* Job 1
List every model the forum post about the requires_grad error names.
* Job 2
Keep writing the forum post about freezing part of a network, picking up right after its last sentence.

* Page
-----

RuntimeError: you can only change requires_grad flags of leaf variables. If you want to use a computed variable in a subgraph that doesn't require differentiation use var_no_grad = var.detach()

I’m trying to freeze first part of my network but I’m getting the following error when I try to freeze them:

RuntimeError: you can only change requires_grad flags of leaf variables. If you want to use a computed variable in a subgraph that doesn’t require differentiation use var_no_grad = var.detach().

I have a big model class A, which consists of models B, C, D.

The flow goes B -> C -> D.

So after training for certain number of iterations, in A.forward(), I’d like to freeze B and train only C and D. I’ve tried doing (inside A.forward()):

for param in self.B.parameters():
  param.requires_grad = False

However, I’m getting the error message above.

-----

* Data provided
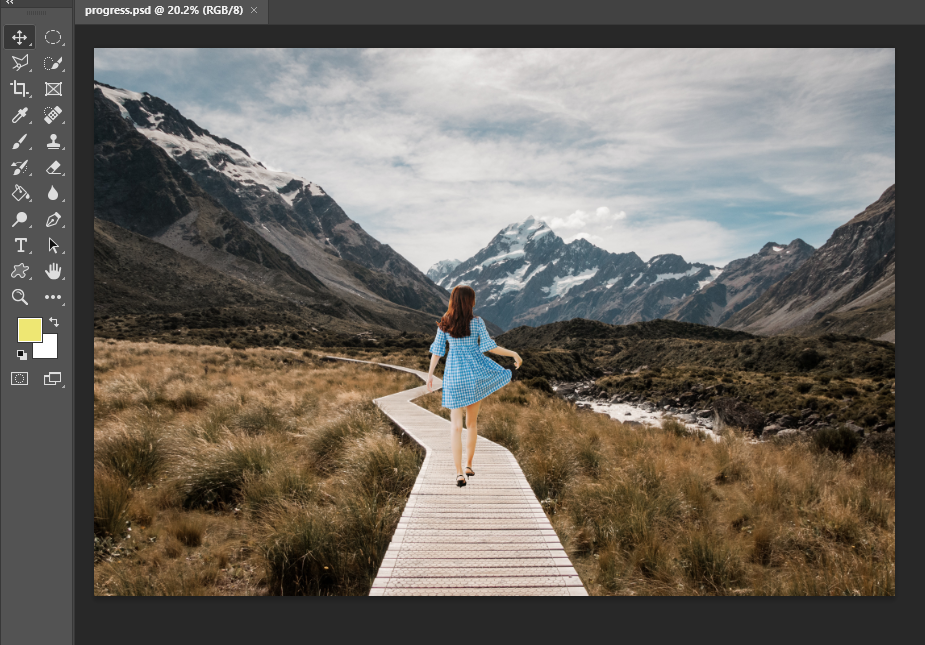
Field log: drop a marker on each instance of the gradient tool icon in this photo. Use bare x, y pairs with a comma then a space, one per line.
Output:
52, 113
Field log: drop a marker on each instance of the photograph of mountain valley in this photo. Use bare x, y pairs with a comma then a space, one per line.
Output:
692, 251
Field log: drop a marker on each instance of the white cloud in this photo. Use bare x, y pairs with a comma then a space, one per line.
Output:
581, 219
434, 151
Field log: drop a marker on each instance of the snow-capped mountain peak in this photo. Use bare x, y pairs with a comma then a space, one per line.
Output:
189, 144
439, 270
528, 275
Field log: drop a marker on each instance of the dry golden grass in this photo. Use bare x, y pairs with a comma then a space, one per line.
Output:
657, 511
242, 472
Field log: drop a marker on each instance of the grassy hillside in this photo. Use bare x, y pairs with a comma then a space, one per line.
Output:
658, 511
232, 472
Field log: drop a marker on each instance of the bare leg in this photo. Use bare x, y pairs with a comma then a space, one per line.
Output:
472, 416
456, 438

-----

* Response 1
A, B, C, D

* Response 2
What does the error message exactly mean? My B network contains many convolutions and batchnorms and activation layers in sequential manner. Obviously certain layers come after other layers…

  1. what does it mean by only being able to change requires_grad of leaf variables? (I mean… leaf variables don’t really matter right? why would they require gradient flow?)
  2. Also, what does it mean by a computed variable in a subgraph?
  3. what exactly does it mean by var_no_grad = var.detach()?

Note that I tried building some simple networks to reproduce the problem and I couldn’t… and I can’t share the whole codebase because it is gigantic and my company’s IP.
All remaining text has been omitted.